EXCERPT -
_ _ _
Celebrities and politicians from across the spectrum have come out in support of Marcus Rashford’s campaign to end child hunger in England, a day after the government voted against extending free school meals to disadvantaged children during the holidays. The flood of social media support for Rashford’s campaign came as Caroline Ansell, a Conservative MP who defied her party to support Labour’s vote for free school meals during school holidays, resigned from her government post. Read more in The Guardian.
In her Guardian column, Gaby Hinsliff writes that although Boris Johnson should backtrack on the free school meals issue, the damage to his party has already been done, describing attacks on Marcus Rashford and his campaign by some backbenchers as a spectacular own goal. “Feeding kids through the winter holidays would only have cost £20m: peanuts in public spending terms; piddling compared with subsidising fancy restaurant meals via the “eat out to help out” scheme.”
A new NHS report on mental health showing that lockdown has led to a 50% rise in children with mental health problems is widely covered today, including in the Daily Telegraph and BBC. The research with more than 3,000 families found one in six children were likely to be suffering mental health problems – up from one in nine three years ago. Experts said the statistics were "alarming", showing widespread anxiety among a generation whose lives had been blighted by lockdown. Children were more likely to be suffering from a range of problems including anxiety, depression and phobias.
_ _ _
DATA EXTRACTS -
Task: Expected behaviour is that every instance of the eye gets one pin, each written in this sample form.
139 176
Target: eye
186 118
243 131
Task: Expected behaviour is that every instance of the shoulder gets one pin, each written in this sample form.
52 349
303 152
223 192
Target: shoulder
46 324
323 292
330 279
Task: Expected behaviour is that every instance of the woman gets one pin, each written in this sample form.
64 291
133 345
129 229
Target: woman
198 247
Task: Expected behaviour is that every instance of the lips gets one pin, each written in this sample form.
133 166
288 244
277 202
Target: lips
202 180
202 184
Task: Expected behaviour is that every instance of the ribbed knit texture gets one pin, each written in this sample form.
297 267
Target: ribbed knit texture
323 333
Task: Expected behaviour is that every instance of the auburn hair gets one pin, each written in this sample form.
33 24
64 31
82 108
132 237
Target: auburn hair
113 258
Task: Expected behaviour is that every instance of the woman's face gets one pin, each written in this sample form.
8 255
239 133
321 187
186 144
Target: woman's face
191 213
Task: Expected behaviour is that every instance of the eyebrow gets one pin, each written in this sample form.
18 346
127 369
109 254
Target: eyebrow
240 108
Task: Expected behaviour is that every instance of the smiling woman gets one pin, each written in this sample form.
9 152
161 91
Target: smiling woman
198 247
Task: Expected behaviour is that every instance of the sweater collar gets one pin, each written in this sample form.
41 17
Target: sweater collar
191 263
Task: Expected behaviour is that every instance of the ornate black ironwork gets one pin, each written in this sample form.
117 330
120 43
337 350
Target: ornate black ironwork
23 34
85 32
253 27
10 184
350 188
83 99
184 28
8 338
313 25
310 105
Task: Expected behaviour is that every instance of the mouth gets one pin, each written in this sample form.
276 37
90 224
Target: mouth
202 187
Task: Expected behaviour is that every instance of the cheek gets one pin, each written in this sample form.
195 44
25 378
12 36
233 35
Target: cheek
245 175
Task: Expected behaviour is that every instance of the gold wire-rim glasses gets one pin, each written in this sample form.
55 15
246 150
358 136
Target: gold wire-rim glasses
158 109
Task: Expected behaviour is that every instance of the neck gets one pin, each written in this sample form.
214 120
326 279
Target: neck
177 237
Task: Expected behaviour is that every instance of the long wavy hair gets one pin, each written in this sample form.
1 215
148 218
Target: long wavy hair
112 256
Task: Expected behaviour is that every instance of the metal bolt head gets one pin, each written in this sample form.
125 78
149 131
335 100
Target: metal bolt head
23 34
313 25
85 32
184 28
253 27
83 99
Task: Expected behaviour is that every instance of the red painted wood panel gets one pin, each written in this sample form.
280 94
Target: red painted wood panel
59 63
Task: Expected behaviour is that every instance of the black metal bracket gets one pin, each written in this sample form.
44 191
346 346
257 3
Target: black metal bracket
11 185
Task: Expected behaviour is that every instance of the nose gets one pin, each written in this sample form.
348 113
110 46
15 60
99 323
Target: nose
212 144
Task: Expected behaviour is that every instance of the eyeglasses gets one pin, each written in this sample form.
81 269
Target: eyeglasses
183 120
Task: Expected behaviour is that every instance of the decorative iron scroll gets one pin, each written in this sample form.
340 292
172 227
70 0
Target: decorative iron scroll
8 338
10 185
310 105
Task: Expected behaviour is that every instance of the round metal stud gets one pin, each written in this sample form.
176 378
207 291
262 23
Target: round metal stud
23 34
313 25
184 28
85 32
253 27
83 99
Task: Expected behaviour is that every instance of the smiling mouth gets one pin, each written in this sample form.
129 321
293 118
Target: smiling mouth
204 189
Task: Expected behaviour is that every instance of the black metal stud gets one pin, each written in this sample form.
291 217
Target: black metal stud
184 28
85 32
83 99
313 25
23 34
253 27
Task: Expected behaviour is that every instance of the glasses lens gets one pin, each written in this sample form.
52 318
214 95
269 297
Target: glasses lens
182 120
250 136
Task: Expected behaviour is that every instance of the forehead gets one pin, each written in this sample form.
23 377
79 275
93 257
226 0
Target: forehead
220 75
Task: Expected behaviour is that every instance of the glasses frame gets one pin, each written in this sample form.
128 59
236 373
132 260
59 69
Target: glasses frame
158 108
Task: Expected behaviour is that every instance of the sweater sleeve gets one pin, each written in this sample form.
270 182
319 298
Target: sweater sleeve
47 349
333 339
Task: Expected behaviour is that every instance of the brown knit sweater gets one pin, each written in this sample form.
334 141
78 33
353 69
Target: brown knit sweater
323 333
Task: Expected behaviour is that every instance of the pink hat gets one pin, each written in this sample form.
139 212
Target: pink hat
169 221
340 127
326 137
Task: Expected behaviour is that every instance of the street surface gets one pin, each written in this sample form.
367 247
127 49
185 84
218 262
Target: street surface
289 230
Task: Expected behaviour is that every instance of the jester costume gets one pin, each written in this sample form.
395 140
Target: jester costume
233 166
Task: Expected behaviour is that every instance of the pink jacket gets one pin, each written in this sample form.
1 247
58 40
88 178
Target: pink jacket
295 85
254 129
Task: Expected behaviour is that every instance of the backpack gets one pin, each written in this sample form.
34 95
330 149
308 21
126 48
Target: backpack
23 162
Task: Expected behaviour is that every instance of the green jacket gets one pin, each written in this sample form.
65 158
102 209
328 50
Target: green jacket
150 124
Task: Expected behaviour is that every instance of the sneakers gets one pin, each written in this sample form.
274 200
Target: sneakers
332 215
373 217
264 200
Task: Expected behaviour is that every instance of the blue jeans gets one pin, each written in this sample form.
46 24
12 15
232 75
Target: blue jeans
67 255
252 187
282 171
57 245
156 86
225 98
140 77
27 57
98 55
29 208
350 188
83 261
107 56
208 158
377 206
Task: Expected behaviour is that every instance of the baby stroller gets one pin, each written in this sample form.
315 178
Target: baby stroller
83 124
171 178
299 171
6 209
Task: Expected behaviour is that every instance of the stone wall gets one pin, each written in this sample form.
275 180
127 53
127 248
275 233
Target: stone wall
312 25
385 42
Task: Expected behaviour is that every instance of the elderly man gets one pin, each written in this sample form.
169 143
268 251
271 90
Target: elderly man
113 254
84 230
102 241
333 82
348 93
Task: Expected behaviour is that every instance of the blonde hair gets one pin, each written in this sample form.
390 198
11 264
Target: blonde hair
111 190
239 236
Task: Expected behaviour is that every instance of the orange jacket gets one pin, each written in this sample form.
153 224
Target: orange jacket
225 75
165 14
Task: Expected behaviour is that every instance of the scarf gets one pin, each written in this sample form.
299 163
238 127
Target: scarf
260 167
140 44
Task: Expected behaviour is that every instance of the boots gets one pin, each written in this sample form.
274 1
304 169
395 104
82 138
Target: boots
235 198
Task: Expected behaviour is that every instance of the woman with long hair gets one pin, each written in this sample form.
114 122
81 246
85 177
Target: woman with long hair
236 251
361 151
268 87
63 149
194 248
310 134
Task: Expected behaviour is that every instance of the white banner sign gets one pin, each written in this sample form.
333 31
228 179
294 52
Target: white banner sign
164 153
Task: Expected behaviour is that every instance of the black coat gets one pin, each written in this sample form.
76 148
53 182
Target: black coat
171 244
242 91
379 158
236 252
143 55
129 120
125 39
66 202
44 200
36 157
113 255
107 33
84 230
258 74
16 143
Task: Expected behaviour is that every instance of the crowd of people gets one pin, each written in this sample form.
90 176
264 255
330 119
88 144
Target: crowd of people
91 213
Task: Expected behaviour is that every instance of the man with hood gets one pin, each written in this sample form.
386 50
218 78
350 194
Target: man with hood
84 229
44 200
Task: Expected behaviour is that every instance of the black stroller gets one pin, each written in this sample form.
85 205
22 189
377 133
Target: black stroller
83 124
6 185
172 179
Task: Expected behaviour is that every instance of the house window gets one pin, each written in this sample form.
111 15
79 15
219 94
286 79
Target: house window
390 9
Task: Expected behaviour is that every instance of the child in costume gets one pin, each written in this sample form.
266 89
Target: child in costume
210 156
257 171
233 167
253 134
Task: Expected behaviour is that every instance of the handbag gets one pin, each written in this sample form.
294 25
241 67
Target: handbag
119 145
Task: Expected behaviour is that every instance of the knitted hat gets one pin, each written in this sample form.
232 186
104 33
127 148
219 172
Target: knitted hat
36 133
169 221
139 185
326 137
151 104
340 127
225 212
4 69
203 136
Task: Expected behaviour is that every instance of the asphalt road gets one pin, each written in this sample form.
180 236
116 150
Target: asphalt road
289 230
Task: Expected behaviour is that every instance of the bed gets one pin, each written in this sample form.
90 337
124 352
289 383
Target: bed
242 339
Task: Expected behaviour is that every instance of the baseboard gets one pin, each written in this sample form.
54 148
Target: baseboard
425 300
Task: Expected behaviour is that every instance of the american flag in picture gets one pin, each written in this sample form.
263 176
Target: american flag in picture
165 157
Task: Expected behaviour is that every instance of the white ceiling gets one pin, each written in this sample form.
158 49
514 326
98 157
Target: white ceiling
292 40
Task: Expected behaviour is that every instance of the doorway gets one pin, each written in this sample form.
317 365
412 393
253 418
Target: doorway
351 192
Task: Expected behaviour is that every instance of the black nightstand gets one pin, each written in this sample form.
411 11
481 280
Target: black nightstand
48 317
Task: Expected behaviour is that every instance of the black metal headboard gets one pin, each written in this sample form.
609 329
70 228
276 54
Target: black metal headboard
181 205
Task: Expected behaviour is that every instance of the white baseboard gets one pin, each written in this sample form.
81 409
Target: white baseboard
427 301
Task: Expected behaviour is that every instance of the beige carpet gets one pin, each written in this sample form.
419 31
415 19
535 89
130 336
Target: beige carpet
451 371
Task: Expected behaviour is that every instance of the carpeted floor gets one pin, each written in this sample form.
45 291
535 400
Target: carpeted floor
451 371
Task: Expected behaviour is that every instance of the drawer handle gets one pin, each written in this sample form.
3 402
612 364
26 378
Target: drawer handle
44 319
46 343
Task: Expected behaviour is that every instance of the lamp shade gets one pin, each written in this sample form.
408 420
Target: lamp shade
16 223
_ _ _
EXERCISE INSTRUCTIONS -
A – Reproduce word for word the part of the news digest that opens with the words containing "Celebrities and politicians" and closes with "in The Guardian.".
B – According to the news digest, how many families took part in the NHS research on children's mental health?
C – Write the next part of the news digest, continuing after its final sentence.
The material stands apart from the news digest and is not part of it.

ANSWERS FOR THIS EXERCISE -
A –
Celebrities and politicians from across the spectrum have come out in support of Marcus Rashford’s campaign to end child hunger in England, a day after the government voted against extending free school meals to disadvantaged children during the holidays. The flood of social media support for Rashford’s campaign came as Caroline Ansell, a Conservative MP who defied her party to support Labour’s vote for free school meals during school holidays, resigned from her government post. Read more in The Guardian.

B – More than 3,000 families.

C –
Early years practitioners are being urged to have their say on the development of alternative guidance to support the revised EYFS statutory framework, following criticism of the document published by the Department for Education in September. The revised Development Matters guidance has been criticised by some in the sector for presenting a ‘narrow and limited view of how children learn and develop’ and for having a focus on Reception children. An online survey has been launched by the Early Years Coalition (EYC), a group of sector representative bodies, to find what practitioners want from non-statutory guidance. Read more in Nursery World.
Vulnerable children arriving in Britain after crossing the Channel are being “betrayed” by a series of failings by the authorities, including sending under-18s to adult detention centres, reports The Independent. A damning report by HM Prison Inspectorate today reveals children arriving on small boats, some as young as 12, are being placed in hotels without proper supervision. Nick Thomas-Symonds, the shadow home secretary, accused ministers of “failing on every level” in their protection of child refugees, while legal experts warned that some of the practices were unlawful.
Children detained in hospital mental health wards during lockdown struggled to access family therapy and advocacy support, the children’s commissioner for England has warned. Children’s commissioner Anne Longfield says visits to children on mental health wards from outside professionals, such as therapy and advocacy, have “dropped alarmingly”. While some of these services have adapted to working remotely, to adhere to social distancing guidelines, “online support will often not be an adequate substitute for engaging with children experiencing severe difficulties”, said Longfield. Read more in Children & Young People Now.
Four in five local authorities have reported a rise in weekly foster and residential placement costs due to Covid-19, a Department for Education survey has found. The increases, which have been reported by 80% of councils since May, have been driven by factors including requests for fee hikes from residential care providers, the increased cost of foster care support packages during lockdown, increased placements costs for children with additional needs and fewer placements ending during this time. Read more in Community Care.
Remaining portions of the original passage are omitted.